## Excerpt provided
Inside La Place : 3 Cross Interviews: Behind the Scenes: Financing the Bordeaux Wine Industry (stage 3/3)

“We are partners of La Place & we are committed to the long term”

This is the final part of our trilogy dedicated to the finances of the Bordeaux wine industry.

Jean-Renaud Dallay, Corporate Market Director at CIC Sud-Ouest, Mathieu Brunel, Corporate Branch Director and Vincent Castro, Corporate Account Manager at CIC Sud-Ouest, discuss the importance of collaboration between banks and companies in the industry to ensure their long-term financing.

Gerda: Could you give us an overview of the role of banks in supporting the Bordeaux wine industry?

Jean-Renaud Dallay: We are present throughout the entire value chain of the wine industry. Among our clients, we have suppliers, producers, courtiers, negociants, and wine shops. Our financing is quite concentrated towards the “grand estates” and negociant. We support our clients by financing their investment projects, which can include land acquisitions, plantings, investments in equipment, cellars. We are also very active in financing stockholding or primeur guarantees. We also intervene with dedicated teams on significant operations like property acquisitions and family business transfers.

Mathieu Brunel: We even go as far as supporting our clients internationally. This is one of the strengths of our group.

JRD: Yes, CIC Sud-Ouest is a bank that belongs to the Crédit Mutuel Alliance Fédérale Group, which is one of the largest banking groups in France and Europe. Their scope of intervention is quite broad and depends on the mission entrusted to them. For example, they can help identify new clients in a given market, find suppliers, provide reliable advice, and support new establishments both industrially and in HR. Our commitment to supporting our clients in their international activities is deeply embedded in our approach.

## Dataset content
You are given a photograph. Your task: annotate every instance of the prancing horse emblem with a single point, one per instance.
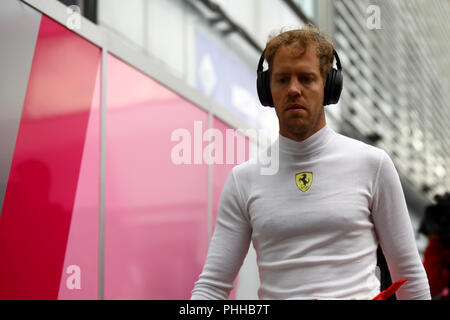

## Actions to take
1. From the interview on financing the Bordeaux wine industry, list the kinds of clients Jean-Renaud Dallay names among the bank's clients.
2. Return the passage of the interview on financing the Bordeaux wine industry starting at "Inside La Place" and ending at "Bordeaux wine industry.".
3. Answer these questions about the interview on financing the Bordeaux wine industry.
(a) What banking group does CIC Sud-Ouest belong to?
(b) What is Mathieu Brunel's title?
(c) Which part of the trilogy is this interview?

## Final answers
1. suppliers, producers, courtiers, negociants, wine shops

2.
Inside La Place : 3 Cross Interviews: Behind the Scenes: Financing the Bordeaux Wine Industry (stage 3/3)

“We are partners of La Place & we are committed to the long term”

This is the final part of our trilogy dedicated to the finances of the Bordeaux wine industry.

3.
(a) Crédit Mutuel Alliance Fédérale Group
(b) Corporate Branch Director
(c) The final part (stage 3/3)